**Records to process:**
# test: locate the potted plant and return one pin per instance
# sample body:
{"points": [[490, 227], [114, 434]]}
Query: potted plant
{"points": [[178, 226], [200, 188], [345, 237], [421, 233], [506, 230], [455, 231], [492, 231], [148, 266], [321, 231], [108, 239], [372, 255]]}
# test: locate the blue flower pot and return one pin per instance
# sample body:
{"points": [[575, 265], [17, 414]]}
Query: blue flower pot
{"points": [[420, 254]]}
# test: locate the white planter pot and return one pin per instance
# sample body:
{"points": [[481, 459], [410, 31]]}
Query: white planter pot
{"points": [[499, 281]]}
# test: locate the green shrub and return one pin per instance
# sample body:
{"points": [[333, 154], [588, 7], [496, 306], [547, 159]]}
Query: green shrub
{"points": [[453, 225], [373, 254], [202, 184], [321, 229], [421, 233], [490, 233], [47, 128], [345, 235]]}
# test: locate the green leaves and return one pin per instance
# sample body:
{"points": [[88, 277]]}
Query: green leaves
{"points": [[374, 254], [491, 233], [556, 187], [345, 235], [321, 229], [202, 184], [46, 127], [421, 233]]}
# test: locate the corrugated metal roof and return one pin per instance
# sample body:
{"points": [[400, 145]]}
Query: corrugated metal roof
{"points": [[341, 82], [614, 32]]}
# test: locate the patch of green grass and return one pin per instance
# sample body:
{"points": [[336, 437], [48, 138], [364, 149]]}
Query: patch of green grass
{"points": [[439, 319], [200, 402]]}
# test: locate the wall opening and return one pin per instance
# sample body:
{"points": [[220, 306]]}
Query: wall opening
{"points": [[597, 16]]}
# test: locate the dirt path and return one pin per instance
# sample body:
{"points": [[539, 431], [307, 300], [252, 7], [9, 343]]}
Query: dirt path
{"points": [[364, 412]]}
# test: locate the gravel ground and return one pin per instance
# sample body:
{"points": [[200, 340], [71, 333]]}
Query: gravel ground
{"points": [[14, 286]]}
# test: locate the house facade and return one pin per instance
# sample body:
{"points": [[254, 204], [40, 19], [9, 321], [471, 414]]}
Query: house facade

**What the task asks:**
Repeat all of the rows above word for word, without changing anything.

**Solution to this exercise:**
# test: locate the potted plant and return one pin per instance
# sample body:
{"points": [[490, 227], [114, 434]]}
Query: potted plant
{"points": [[178, 226], [200, 188], [345, 237], [421, 233], [506, 230], [455, 231], [492, 231], [148, 266], [321, 231], [108, 239], [372, 255]]}
# test: locate the blue flower pot and return one pin per instance
# sample body:
{"points": [[575, 265], [17, 414]]}
Query: blue flower pot
{"points": [[420, 254]]}
# test: locate the white planter pot and return one pin per instance
# sample body:
{"points": [[481, 459], [410, 31]]}
Query: white planter pot
{"points": [[499, 281]]}
# test: locate the green shrub and return one pin per instance
# sample body:
{"points": [[333, 154], [588, 7], [496, 306], [547, 159]]}
Query: green shrub
{"points": [[453, 225], [373, 254], [202, 184], [321, 229], [421, 233], [490, 233], [47, 128], [345, 235]]}
# test: locate the green leaves and return one pin per instance
# sample body:
{"points": [[88, 277]]}
Query: green leaves
{"points": [[374, 254], [491, 233], [556, 187], [345, 235], [321, 229], [202, 184], [46, 127], [421, 233]]}
# test: locate the corrugated metal roof and return one pin per instance
# sample body:
{"points": [[400, 145]]}
Query: corrugated metal roof
{"points": [[341, 82], [614, 32]]}
# test: locate the patch of green grass and return one pin per instance
# sample body:
{"points": [[336, 437], [48, 138], [364, 149]]}
Query: patch of green grass
{"points": [[439, 319], [200, 402]]}
# test: locate the wall opening and return one pin per instance
# sample body:
{"points": [[220, 306]]}
Query: wall opening
{"points": [[597, 16]]}
# test: locate the dirt path and return one pin per instance
# sample body:
{"points": [[539, 431], [307, 300], [252, 7], [9, 343]]}
Query: dirt path
{"points": [[364, 412]]}
# test: locate the gravel ground and return one pin per instance
# sample body:
{"points": [[200, 340], [71, 333]]}
Query: gravel ground
{"points": [[14, 286]]}
# test: locate the house facade and return one pin per instance
# sample body:
{"points": [[254, 204], [40, 19], [9, 321], [471, 414]]}
Query: house facade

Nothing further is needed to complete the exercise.